## DATA RECORDS
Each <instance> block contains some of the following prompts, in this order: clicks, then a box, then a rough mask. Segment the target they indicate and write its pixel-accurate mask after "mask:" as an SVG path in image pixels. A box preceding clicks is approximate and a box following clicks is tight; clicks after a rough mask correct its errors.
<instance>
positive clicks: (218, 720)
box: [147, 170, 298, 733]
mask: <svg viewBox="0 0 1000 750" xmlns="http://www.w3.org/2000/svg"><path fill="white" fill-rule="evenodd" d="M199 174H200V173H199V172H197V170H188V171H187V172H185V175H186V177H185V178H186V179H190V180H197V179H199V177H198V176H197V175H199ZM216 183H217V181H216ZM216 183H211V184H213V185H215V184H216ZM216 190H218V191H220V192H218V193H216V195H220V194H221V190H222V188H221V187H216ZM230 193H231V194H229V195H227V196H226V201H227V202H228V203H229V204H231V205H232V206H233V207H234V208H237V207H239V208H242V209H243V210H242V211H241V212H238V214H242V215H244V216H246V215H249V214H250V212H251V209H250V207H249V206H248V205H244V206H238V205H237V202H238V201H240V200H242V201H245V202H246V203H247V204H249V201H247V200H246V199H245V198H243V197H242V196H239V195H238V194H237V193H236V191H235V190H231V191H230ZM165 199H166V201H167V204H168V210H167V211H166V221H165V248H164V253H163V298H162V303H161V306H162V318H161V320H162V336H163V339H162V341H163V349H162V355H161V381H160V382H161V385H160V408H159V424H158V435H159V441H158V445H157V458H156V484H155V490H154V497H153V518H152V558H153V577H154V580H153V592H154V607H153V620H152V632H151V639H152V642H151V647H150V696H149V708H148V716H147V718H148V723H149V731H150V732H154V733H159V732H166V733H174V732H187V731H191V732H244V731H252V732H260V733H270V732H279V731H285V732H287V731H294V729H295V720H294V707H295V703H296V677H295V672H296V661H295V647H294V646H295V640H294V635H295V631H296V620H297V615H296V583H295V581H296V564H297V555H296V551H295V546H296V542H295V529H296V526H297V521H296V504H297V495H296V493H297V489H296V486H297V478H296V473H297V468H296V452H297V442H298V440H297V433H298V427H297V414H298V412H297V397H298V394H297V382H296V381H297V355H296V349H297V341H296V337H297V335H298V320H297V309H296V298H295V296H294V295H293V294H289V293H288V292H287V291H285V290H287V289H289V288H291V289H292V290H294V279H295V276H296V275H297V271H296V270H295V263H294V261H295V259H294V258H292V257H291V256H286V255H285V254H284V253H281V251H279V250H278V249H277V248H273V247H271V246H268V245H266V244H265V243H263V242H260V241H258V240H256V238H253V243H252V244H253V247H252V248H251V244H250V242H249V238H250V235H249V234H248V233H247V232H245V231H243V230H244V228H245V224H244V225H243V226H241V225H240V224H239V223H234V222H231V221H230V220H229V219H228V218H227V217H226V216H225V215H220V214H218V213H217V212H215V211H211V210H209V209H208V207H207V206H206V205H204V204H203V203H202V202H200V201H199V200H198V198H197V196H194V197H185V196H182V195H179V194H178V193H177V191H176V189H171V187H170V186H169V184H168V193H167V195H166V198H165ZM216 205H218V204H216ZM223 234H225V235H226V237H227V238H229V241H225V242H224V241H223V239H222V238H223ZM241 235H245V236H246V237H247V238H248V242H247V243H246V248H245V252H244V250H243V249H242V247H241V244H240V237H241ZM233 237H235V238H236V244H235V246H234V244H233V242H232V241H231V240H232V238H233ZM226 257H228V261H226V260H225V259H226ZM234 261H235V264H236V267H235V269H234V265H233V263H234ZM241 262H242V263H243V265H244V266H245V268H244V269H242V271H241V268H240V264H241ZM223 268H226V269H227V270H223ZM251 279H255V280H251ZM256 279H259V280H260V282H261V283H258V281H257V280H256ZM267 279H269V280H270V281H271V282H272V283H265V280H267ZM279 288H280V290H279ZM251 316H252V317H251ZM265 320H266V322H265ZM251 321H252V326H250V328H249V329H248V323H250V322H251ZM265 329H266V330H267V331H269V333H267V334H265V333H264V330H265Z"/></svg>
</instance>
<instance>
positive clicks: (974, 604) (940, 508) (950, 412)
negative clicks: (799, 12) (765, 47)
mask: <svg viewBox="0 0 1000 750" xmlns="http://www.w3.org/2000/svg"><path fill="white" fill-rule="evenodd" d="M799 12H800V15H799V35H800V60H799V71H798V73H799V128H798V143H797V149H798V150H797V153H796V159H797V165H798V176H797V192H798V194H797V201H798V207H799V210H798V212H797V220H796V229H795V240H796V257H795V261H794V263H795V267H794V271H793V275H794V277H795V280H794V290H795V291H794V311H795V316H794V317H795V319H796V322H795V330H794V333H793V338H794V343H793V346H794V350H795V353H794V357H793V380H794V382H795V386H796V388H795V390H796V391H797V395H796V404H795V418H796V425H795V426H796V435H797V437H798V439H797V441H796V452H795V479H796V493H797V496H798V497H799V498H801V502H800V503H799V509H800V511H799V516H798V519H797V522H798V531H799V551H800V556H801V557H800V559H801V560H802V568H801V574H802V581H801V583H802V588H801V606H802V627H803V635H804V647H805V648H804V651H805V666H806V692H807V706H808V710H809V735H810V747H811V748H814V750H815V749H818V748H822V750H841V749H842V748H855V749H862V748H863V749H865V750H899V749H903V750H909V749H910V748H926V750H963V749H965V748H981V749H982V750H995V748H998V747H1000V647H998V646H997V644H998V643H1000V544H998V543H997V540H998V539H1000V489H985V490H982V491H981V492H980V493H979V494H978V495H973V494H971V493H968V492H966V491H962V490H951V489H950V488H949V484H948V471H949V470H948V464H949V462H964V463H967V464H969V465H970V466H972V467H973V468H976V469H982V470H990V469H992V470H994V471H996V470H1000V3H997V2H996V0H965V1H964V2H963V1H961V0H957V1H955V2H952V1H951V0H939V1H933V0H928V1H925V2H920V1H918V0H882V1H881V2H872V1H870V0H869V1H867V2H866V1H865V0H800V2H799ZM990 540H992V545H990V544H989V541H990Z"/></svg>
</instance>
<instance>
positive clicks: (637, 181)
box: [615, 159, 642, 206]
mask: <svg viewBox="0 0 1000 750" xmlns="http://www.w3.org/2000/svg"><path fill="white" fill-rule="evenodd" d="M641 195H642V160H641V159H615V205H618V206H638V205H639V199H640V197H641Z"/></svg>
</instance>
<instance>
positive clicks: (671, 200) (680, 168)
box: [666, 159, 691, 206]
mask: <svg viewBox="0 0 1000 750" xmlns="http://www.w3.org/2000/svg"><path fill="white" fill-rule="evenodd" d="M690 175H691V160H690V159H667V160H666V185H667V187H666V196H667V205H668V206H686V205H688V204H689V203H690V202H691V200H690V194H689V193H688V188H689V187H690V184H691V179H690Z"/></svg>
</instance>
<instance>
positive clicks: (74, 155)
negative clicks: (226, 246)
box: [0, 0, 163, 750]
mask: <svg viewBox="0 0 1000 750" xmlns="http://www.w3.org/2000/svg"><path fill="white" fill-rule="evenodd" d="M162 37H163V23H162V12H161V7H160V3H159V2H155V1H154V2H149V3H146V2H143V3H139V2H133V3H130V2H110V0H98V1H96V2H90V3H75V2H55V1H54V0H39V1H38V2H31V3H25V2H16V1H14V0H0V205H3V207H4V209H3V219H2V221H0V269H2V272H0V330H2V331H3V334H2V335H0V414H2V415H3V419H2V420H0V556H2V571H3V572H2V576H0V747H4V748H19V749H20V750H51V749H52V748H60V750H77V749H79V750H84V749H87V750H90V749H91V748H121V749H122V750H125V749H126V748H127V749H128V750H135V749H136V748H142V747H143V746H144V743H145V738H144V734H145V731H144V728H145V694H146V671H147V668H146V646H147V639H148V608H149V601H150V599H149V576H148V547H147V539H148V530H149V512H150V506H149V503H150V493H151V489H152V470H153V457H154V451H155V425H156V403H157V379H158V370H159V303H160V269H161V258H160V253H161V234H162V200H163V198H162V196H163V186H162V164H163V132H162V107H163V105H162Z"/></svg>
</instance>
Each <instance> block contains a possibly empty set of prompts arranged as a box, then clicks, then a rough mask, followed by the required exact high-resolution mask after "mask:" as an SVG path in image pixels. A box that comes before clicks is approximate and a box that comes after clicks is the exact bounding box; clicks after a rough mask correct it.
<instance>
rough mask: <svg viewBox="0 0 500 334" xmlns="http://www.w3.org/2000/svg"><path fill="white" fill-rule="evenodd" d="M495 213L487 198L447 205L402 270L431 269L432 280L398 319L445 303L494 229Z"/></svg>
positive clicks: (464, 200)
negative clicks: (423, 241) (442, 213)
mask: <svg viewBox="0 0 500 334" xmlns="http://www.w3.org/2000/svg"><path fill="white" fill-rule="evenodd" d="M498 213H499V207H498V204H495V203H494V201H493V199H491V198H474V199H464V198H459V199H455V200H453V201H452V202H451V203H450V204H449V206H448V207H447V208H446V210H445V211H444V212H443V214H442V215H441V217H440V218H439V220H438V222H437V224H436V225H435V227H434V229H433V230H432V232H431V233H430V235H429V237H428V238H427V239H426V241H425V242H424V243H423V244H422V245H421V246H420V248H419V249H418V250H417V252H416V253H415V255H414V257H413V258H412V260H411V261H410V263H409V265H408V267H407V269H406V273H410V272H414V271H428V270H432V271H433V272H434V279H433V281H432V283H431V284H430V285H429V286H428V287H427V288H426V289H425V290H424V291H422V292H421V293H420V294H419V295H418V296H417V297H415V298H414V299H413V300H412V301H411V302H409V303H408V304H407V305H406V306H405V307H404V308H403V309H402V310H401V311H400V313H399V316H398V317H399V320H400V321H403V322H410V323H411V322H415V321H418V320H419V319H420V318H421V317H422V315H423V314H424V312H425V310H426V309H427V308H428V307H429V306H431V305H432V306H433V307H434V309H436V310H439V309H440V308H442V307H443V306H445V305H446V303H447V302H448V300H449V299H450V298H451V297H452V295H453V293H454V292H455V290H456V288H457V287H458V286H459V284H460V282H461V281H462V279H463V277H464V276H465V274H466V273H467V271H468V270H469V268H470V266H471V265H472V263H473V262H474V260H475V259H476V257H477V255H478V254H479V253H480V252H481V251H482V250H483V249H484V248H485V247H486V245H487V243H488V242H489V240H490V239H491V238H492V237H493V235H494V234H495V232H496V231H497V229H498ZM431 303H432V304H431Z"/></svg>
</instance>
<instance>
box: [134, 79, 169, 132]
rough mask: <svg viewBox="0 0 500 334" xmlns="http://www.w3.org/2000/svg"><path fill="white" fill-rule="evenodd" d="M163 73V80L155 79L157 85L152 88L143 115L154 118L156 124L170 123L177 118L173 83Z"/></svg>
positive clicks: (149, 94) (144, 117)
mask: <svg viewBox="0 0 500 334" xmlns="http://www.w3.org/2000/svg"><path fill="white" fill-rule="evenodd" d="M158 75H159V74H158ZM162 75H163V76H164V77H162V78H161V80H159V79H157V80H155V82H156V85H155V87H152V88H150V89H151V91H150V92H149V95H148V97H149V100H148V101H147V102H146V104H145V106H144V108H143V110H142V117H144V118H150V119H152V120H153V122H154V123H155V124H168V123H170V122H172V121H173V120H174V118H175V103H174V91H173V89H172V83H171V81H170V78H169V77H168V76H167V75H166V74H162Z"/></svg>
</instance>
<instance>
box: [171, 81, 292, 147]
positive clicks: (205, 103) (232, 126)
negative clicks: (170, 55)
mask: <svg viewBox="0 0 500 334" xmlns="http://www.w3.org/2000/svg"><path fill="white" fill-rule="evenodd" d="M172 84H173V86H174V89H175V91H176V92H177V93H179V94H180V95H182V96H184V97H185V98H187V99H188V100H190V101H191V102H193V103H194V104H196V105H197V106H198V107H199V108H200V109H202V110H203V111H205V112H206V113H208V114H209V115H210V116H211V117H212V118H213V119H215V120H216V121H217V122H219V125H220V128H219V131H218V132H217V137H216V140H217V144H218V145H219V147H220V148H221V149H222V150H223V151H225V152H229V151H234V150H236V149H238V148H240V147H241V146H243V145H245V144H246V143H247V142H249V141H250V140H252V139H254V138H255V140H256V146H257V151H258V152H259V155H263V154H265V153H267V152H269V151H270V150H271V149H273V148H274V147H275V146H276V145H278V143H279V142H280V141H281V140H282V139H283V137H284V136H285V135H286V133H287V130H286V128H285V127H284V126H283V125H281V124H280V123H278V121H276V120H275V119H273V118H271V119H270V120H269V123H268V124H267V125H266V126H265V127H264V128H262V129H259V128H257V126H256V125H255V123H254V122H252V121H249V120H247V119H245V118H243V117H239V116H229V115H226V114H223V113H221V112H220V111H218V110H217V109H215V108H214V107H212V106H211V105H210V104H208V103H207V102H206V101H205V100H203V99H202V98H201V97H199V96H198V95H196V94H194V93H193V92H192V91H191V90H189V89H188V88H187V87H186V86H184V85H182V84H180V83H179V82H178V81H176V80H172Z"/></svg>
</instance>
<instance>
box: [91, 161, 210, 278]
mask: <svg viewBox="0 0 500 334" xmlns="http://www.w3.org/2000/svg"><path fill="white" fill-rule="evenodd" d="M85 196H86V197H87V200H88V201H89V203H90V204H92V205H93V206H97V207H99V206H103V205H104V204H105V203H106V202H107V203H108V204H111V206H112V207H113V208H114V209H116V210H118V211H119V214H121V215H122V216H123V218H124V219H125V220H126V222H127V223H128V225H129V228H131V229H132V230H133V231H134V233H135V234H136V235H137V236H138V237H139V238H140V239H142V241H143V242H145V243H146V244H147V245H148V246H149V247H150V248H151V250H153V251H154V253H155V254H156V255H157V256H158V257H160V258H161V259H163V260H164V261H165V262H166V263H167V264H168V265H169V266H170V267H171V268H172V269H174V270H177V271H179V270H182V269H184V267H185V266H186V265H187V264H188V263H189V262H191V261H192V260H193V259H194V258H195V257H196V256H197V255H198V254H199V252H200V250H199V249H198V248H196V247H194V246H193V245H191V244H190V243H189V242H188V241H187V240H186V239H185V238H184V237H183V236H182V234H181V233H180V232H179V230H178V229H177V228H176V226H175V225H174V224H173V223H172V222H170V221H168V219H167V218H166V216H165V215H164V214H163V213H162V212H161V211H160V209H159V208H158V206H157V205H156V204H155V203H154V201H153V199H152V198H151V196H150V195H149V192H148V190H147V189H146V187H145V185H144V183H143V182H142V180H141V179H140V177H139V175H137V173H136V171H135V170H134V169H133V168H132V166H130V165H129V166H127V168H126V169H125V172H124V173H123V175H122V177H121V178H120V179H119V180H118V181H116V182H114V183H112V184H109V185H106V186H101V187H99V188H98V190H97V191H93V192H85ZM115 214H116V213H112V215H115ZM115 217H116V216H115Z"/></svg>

## WHAT YOU NEED TO DO
Go through the listing above and write out exactly the lines starting with the one holding "positive clicks: (637, 181)" and running through the one holding "negative clicks: (226, 246)", ends included, and no others.

## EXERCISE OUTPUT
positive clicks: (637, 181)
box: [615, 159, 642, 206]
mask: <svg viewBox="0 0 1000 750" xmlns="http://www.w3.org/2000/svg"><path fill="white" fill-rule="evenodd" d="M641 195H642V160H641V159H615V205H618V206H638V205H639V199H640V197H641Z"/></svg>
</instance>
<instance>
positive clicks: (671, 200) (680, 168)
box: [666, 159, 691, 206]
mask: <svg viewBox="0 0 1000 750" xmlns="http://www.w3.org/2000/svg"><path fill="white" fill-rule="evenodd" d="M690 175H691V160H690V159H667V160H666V185H667V187H666V196H667V205H668V206H686V205H688V204H689V203H690V202H691V200H690V194H689V193H688V188H689V187H690V184H691V179H690Z"/></svg>
</instance>
<instance>
positive clicks: (74, 155)
negative clicks: (226, 246)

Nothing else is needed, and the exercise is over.